[TASK ITEM]:
All lines before the one containing "the man's face", plus that line itself, are to be printed exactly as they appear below.

======== DATA EXTRACTS ========

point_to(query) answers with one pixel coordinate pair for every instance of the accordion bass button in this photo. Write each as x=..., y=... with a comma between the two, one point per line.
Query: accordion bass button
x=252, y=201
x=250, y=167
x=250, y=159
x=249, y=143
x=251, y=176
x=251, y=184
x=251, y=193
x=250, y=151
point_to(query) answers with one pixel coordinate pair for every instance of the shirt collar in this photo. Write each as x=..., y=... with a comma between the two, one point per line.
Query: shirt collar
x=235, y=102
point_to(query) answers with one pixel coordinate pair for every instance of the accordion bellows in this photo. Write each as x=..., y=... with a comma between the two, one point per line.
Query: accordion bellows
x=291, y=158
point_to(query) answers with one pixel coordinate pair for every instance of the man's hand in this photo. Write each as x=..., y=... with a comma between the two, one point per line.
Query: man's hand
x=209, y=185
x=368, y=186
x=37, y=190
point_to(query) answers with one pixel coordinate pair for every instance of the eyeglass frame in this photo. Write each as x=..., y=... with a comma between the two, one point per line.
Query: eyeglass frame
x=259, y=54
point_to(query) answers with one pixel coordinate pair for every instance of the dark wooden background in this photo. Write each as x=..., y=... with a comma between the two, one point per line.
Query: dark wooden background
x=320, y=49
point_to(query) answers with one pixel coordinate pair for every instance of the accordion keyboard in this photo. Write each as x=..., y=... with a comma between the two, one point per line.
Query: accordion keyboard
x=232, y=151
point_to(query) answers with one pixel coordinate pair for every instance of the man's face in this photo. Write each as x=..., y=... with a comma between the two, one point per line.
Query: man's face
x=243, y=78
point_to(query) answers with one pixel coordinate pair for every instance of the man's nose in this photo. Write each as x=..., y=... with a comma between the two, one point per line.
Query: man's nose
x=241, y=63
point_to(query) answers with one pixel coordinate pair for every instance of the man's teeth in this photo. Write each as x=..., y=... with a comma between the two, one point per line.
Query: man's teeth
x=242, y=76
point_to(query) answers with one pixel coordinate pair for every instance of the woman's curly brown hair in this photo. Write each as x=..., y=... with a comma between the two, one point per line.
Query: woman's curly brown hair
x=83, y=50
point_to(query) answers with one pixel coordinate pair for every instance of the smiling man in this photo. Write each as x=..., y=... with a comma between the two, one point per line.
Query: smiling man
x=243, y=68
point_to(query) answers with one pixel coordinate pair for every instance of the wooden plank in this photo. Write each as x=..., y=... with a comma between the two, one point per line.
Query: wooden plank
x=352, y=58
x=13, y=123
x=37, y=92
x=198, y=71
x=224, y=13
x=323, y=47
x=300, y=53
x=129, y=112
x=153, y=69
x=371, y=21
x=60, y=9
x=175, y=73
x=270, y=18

========

[RESULT OF THIS EXERCISE]:
point_to(query) answers with one pixel coordinate pair for every instance of the accordion bass button in this photo. Write each as x=..., y=... with a comma between the two, one point per line.
Query: accordion bass button
x=252, y=201
x=250, y=167
x=250, y=159
x=249, y=143
x=251, y=176
x=251, y=184
x=251, y=193
x=250, y=151
point_to(query) answers with one pixel coordinate pair for every instance of the shirt collar in this photo. Write each as x=..., y=... with a comma between the two, one point per line.
Query: shirt collar
x=235, y=102
point_to(query) answers with one pixel coordinate pair for every instance of the accordion bellows in this photo. Write each as x=..., y=... with a comma between the two, one point per line.
Query: accordion bellows
x=291, y=158
point_to(query) answers with one pixel coordinate pair for every instance of the man's hand in this photo. Write each as x=..., y=... with a comma between the two, one point per line.
Query: man's hand
x=209, y=185
x=368, y=186
x=37, y=190
point_to(query) answers with one pixel coordinate pair for every instance of the eyeglass frame in this photo. Write each as x=..., y=... with a comma between the two, one point per line.
Query: eyeglass frame
x=259, y=54
point_to(query) answers with one pixel coordinate pair for every instance of the dark wooden background in this photo. Write each as x=..., y=... with a comma between the two, one point per line.
Query: dark wooden background
x=320, y=49
point_to(query) answers with one pixel coordinate pair for every instance of the accordion keyboard in this photo. Write each as x=..., y=... with a comma between the two, one point per line.
Query: accordion keyboard
x=232, y=151
point_to(query) answers with one pixel coordinate pair for every instance of the man's face in this photo. Write each as x=..., y=... with a comma between the two, one point per line.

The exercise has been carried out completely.